EXERCISE AIM: Find the line containing "Tag the grass". Return it and every line after it, unchanged, up to and including the last line.

RECORD EXTRACTS:

───

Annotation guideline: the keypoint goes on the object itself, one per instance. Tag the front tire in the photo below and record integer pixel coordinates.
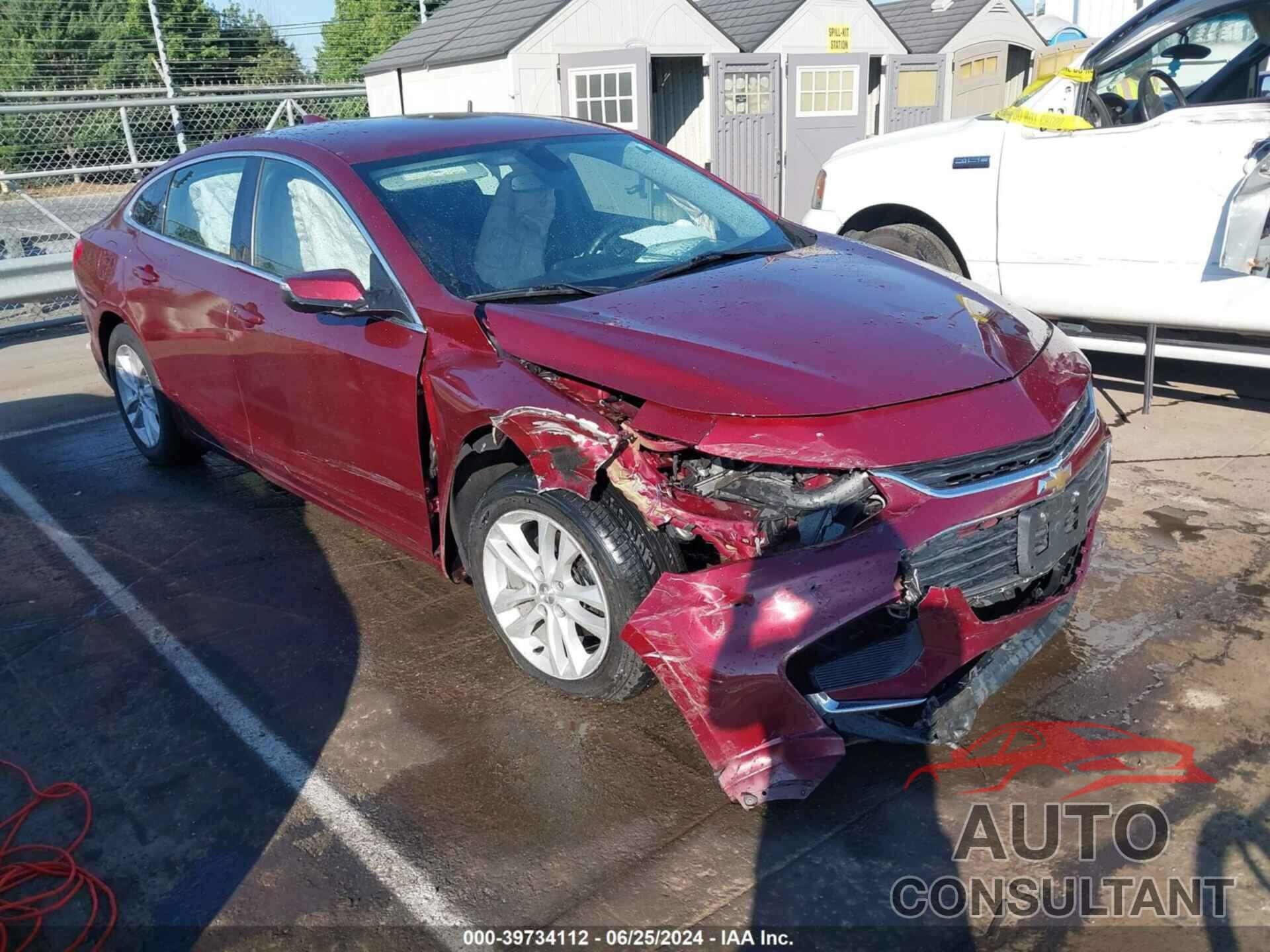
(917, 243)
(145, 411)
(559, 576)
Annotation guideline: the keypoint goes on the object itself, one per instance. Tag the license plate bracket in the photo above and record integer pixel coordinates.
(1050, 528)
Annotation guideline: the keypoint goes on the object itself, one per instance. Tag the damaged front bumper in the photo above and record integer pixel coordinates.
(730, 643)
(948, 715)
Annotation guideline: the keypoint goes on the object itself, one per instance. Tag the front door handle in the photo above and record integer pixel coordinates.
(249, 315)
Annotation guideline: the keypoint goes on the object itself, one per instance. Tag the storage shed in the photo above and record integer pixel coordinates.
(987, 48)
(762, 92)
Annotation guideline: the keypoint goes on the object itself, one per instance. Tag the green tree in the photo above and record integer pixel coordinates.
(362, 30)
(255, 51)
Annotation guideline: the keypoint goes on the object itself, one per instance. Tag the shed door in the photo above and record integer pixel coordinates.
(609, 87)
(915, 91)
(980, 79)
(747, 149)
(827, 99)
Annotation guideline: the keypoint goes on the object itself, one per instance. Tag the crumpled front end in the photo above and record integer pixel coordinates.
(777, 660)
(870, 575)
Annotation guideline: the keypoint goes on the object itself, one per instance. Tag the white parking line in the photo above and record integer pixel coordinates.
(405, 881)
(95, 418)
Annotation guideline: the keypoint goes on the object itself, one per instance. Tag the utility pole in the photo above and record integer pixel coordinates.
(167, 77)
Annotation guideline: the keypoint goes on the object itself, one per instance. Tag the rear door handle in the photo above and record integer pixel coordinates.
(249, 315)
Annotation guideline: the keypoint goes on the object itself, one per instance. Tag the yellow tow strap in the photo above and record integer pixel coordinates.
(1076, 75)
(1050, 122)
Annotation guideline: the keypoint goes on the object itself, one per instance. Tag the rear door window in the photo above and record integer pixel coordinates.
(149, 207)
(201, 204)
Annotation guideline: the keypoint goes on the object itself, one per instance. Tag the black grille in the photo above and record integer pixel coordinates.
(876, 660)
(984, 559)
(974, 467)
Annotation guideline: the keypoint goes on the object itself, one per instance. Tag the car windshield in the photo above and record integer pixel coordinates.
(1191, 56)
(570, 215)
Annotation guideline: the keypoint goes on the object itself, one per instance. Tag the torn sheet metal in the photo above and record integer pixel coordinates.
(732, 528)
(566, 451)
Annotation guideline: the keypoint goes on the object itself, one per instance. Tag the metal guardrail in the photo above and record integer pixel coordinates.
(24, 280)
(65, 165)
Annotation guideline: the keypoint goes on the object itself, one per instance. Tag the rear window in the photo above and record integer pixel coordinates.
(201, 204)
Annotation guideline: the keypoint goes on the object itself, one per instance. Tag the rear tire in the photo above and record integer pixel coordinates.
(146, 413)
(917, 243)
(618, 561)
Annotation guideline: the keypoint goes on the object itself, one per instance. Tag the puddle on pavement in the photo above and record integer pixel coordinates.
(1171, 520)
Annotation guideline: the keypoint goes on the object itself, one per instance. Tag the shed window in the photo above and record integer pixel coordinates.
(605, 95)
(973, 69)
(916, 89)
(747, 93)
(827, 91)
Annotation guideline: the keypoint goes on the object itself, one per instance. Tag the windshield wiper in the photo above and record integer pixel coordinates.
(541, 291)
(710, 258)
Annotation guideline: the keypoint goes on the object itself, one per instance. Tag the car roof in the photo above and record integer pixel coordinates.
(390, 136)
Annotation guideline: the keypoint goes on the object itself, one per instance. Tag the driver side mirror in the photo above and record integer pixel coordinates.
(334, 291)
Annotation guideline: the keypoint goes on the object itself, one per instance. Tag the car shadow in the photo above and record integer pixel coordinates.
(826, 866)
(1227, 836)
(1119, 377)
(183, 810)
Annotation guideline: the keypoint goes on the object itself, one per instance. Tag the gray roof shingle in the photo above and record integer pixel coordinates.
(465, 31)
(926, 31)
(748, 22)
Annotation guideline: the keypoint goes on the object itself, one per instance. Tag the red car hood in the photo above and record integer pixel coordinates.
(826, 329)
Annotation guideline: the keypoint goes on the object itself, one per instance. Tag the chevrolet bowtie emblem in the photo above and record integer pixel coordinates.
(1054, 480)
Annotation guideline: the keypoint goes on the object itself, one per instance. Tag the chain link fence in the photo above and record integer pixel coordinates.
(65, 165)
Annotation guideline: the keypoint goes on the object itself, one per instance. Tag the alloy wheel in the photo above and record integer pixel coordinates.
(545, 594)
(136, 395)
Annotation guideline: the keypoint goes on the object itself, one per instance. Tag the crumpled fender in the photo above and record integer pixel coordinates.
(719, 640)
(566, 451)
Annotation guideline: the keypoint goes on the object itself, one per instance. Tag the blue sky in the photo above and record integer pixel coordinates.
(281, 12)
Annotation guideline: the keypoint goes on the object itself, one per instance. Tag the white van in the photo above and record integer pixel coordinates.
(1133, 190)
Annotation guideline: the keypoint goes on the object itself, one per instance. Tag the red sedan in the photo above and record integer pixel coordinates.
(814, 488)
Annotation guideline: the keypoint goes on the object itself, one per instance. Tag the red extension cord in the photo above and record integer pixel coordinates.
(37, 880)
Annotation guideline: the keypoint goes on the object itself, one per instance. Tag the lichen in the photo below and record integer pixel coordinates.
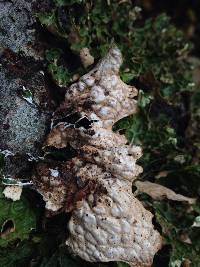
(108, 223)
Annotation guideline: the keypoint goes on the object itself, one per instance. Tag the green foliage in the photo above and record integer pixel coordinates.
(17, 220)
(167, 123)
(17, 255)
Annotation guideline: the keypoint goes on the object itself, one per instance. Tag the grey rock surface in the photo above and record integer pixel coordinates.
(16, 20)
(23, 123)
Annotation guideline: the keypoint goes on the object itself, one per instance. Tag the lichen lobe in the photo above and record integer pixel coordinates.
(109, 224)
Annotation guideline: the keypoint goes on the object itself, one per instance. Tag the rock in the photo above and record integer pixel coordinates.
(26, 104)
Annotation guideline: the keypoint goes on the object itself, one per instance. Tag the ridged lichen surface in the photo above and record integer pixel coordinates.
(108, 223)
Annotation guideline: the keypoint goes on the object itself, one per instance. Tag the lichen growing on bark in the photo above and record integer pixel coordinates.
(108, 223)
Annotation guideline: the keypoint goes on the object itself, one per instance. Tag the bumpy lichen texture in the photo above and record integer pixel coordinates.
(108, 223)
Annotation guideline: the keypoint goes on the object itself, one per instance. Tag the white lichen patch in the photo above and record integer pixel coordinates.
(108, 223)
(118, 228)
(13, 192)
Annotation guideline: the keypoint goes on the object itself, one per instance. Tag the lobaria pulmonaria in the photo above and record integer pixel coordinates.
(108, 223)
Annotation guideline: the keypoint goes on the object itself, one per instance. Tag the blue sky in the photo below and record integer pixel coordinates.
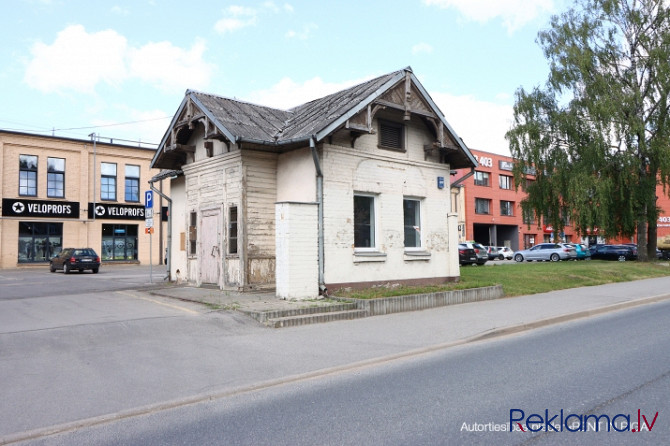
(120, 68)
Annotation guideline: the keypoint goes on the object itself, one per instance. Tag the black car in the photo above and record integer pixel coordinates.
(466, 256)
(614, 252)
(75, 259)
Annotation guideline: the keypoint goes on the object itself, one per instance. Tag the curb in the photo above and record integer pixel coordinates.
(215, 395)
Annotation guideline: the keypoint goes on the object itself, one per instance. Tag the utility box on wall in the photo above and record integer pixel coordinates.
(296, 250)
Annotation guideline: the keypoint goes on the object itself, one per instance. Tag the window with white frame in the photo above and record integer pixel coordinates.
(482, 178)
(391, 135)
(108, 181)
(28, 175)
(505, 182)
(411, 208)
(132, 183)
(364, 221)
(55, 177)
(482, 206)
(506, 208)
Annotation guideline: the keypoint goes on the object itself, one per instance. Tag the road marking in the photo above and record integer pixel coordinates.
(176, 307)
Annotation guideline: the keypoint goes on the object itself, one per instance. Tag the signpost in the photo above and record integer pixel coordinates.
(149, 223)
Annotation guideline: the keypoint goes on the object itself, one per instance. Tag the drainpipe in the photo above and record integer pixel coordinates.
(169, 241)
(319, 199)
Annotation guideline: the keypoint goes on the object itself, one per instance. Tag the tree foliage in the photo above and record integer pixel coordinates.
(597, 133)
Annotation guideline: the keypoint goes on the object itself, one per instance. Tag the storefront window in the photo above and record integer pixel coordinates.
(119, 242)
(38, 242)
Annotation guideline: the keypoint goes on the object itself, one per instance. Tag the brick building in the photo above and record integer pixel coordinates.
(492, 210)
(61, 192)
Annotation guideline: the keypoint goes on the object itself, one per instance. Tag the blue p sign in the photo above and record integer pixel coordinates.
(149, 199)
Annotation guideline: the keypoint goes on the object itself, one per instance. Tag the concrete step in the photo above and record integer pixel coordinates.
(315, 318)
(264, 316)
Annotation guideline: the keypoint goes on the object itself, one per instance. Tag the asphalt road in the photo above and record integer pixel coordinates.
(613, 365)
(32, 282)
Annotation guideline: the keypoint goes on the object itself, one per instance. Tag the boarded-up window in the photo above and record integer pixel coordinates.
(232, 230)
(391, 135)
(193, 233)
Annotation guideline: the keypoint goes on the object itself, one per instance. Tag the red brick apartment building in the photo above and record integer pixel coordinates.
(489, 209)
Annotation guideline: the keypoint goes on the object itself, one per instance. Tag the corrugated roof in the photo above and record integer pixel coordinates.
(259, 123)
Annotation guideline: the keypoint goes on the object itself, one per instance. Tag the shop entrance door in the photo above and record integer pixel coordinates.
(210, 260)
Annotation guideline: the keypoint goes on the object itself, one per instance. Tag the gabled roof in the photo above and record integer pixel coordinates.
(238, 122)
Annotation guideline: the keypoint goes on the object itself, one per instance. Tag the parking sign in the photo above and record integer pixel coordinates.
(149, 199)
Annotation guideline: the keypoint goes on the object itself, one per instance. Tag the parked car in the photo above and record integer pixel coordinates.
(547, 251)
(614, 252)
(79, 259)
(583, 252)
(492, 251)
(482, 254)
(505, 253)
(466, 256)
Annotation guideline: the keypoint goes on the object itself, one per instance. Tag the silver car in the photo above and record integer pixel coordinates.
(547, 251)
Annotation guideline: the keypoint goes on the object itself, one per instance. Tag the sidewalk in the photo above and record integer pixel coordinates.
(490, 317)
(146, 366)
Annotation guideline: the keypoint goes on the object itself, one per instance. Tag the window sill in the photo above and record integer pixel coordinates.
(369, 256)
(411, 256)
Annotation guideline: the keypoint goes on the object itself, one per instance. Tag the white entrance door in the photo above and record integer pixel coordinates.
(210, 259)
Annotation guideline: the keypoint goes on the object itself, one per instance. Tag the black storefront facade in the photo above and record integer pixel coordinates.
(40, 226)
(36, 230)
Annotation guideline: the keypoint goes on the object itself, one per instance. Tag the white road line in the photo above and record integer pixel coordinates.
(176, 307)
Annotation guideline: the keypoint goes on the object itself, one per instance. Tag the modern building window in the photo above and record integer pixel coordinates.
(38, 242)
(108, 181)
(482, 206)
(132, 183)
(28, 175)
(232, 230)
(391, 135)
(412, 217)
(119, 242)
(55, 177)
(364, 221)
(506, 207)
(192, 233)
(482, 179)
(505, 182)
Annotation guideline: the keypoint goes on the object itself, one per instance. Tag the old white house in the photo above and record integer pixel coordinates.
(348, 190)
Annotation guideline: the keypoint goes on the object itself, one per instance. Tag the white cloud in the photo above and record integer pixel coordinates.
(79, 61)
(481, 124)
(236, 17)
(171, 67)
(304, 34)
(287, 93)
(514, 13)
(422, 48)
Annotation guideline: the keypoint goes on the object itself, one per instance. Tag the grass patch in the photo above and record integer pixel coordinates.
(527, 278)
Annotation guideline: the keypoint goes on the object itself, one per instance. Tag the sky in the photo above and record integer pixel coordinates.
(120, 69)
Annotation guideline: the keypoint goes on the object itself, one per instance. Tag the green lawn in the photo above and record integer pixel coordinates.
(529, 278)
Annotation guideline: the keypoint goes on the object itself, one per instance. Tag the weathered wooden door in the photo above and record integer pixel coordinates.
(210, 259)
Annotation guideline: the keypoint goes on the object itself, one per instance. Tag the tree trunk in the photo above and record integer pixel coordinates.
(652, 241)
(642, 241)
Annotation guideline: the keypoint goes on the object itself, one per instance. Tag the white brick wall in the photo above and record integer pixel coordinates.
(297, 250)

───

FULL SOLUTION:
Annotation guideline: the keypoint goes on the object itself, one per instance. Tag the grass patch in the photo above and record integer pixel coordinates.
(527, 278)
Annotation guideline: the keypoint goes on the object itself, one per instance. Tag the sky in the photo above and record integer pixel coordinates.
(120, 69)
Annotation guideline: the keypoint goes on the object itself, one per instance. Tag the green lawn in the photo above and record integer pixel coordinates.
(529, 278)
Annotation guideline: the keypoint goes on the object itself, one per instance. Tag the weathered wooden door in the photo above and record integer pixel coordinates.
(210, 259)
Annotation guideline: the keypoint goes on the object itself, one per instance. Tag the tree trunk in the photo above and record integer pixel coordinates.
(652, 241)
(642, 241)
Annotation guideline: the keypoint goes on the object itself, one per instance. Tag the white brick wall in the photo above and record integer pixel coordinates.
(297, 250)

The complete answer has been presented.